── DATASET EXTRACT

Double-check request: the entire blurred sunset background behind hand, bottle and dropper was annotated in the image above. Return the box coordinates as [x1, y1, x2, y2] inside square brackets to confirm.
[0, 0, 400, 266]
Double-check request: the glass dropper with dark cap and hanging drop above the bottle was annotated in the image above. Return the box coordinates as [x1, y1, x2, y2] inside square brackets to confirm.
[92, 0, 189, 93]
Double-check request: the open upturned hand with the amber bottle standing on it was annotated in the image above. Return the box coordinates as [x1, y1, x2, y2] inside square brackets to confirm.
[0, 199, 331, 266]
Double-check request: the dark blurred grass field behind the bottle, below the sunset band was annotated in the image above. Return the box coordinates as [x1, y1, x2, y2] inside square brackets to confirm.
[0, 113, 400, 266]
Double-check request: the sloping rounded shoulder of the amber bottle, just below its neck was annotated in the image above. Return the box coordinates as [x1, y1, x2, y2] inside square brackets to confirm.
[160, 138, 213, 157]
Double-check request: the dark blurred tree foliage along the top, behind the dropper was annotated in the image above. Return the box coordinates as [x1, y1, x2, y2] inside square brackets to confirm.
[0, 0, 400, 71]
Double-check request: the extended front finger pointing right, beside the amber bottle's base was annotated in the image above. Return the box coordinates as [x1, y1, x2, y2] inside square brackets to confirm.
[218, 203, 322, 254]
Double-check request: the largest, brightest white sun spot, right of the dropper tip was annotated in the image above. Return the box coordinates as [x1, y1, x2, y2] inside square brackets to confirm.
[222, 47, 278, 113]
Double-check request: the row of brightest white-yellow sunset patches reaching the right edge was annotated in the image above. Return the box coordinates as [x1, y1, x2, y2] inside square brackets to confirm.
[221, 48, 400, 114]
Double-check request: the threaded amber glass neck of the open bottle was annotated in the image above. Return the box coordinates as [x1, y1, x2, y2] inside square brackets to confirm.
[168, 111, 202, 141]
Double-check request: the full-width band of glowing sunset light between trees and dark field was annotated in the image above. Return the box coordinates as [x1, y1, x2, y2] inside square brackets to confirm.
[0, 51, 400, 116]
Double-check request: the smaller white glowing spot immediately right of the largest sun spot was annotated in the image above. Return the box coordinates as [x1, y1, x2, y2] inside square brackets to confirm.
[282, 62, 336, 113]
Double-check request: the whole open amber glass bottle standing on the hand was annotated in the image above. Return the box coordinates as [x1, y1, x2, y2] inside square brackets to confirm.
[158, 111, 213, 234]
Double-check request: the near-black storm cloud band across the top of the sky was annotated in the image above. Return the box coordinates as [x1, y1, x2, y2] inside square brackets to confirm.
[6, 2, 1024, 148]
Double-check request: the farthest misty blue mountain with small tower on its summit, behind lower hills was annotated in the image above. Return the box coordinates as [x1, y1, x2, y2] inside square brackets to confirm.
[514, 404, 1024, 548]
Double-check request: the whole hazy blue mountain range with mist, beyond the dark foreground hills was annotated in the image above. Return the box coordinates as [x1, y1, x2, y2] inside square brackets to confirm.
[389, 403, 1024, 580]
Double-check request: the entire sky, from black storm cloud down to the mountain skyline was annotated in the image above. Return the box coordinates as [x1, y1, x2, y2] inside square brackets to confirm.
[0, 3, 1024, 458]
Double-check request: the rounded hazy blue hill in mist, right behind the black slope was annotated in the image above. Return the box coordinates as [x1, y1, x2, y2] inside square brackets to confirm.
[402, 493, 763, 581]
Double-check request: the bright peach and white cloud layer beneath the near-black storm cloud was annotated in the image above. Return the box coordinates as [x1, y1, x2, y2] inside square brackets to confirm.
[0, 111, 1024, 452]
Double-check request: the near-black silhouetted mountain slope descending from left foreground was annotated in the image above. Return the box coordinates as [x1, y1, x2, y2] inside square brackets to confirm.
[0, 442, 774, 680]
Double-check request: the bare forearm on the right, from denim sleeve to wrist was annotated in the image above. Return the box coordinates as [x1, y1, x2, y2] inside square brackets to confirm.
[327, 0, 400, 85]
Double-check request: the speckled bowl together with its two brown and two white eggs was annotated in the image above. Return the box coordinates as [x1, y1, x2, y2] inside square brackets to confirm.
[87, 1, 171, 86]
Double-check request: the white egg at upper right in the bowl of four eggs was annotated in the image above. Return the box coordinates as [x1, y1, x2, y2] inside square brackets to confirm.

────

### YOUR GOAL
I would like you to return every entry exactly, with nothing changed.

### TASK RESPONSE
Double-check request: the entire blurred sunset background behind hand, bottle and dropper was annotated in the image above. Return the box coordinates as [x1, y1, x2, y2] inside square brackets to confirm.
[0, 0, 400, 266]
Double-check request: the glass dropper with dark cap and hanging drop above the bottle was annotated in the image above. Return the box coordinates as [x1, y1, x2, y2] inside square brackets to confirm.
[92, 0, 189, 93]
Double-check request: the open upturned hand with the amber bottle standing on it was annotated in the image above. Return the box coordinates as [x1, y1, x2, y2] inside square brackets to confirm.
[0, 199, 331, 266]
Double-check request: the dark blurred grass field behind the bottle, below the sunset band was annotated in the image above. Return the box coordinates as [x1, y1, x2, y2] inside square brackets to confirm.
[0, 113, 400, 266]
Double-check request: the sloping rounded shoulder of the amber bottle, just below its neck was annotated in the image above. Return the box coordinates as [x1, y1, x2, y2] inside square brackets to confirm.
[160, 138, 213, 157]
Double-check request: the dark blurred tree foliage along the top, behind the dropper was annotated in the image above. Return the box coordinates as [x1, y1, x2, y2] inside square brackets to confirm.
[0, 0, 400, 71]
Double-check request: the extended front finger pointing right, beside the amber bottle's base was annotated in the image above. Return the box coordinates as [x1, y1, x2, y2] inside square brackets to confirm.
[218, 203, 322, 254]
Double-check request: the largest, brightest white sun spot, right of the dropper tip was annotated in the image above. Return the box coordinates as [x1, y1, x2, y2] inside square brackets to confirm.
[222, 47, 278, 113]
Double-check request: the row of brightest white-yellow sunset patches reaching the right edge was annotated in the image above. Return the box coordinates as [x1, y1, x2, y2] inside square brackets to confirm.
[221, 48, 400, 114]
Double-check request: the threaded amber glass neck of the open bottle was annotated in the image above. Return the box coordinates as [x1, y1, x2, y2] inside square brackets to confirm.
[168, 111, 202, 141]
Double-check request: the full-width band of glowing sunset light between trees and dark field was annotated in the image above. Return the box coordinates as [x1, y1, x2, y2] inside square brackets to confirm.
[0, 51, 400, 116]
Double-check request: the smaller white glowing spot immediately right of the largest sun spot was annotated in the image above. Return the box coordinates as [x1, y1, x2, y2] inside square brackets to confirm.
[282, 62, 336, 113]
Double-check request: the whole open amber glass bottle standing on the hand was annotated in the image above. Return the box coordinates as [x1, y1, x2, y2] inside square brackets to confirm.
[158, 111, 213, 234]
Double-check request: the near-black storm cloud band across the top of the sky was annotated in the image above. Return the box coordinates as [x1, y1, x2, y2] inside square brackets to confirm.
[6, 2, 1024, 148]
Double-check request: the farthest misty blue mountain with small tower on its summit, behind lower hills was annotated in the image above. Return the box coordinates as [x1, y1, x2, y2] inside square brackets to confirm.
[514, 404, 1024, 548]
Double-check request: the whole hazy blue mountain range with mist, beyond the dark foreground hills was annotated in the image above. Return the box coordinates as [x1, y1, x2, y2] inside square brackets to confirm.
[389, 403, 1024, 580]
Double-check request: the entire sky, from black storm cloud down to the mountain skyline was annotated in the image above. Return the box coordinates as [x1, y1, x2, y2] inside square brackets to confirm.
[0, 3, 1024, 458]
Double-check request: the rounded hazy blue hill in mist, right behind the black slope was annotated in the image above. Return the box coordinates as [x1, y1, x2, y2] inside square brackets to confirm.
[402, 493, 763, 581]
Double-check request: the bright peach and white cloud layer beneath the near-black storm cloud was annotated in the image above. Return the box coordinates as [x1, y1, x2, y2] inside square brackets to confirm.
[0, 111, 1024, 452]
Double-check request: the near-black silhouetted mountain slope descending from left foreground was annotated in the image above. Return the box coordinates as [x1, y1, x2, y2] inside square brackets to confirm.
[0, 442, 774, 680]
Double-check request: the bare forearm on the right, from denim sleeve to wrist was annotated in the image above. Return the box coordinates as [x1, y1, x2, y2] inside square brackets to confirm.
[327, 0, 400, 85]
Double-check request: the speckled bowl together with its two brown and two white eggs was annotated in the image above. Return the box coordinates as [x1, y1, x2, y2] inside square brackets to confirm.
[87, 1, 171, 86]
Double-check request: the white egg at upper right in the bowl of four eggs was annotated in the image above. Return the box coordinates as [x1, y1, x2, y2] inside square brackets to confirm.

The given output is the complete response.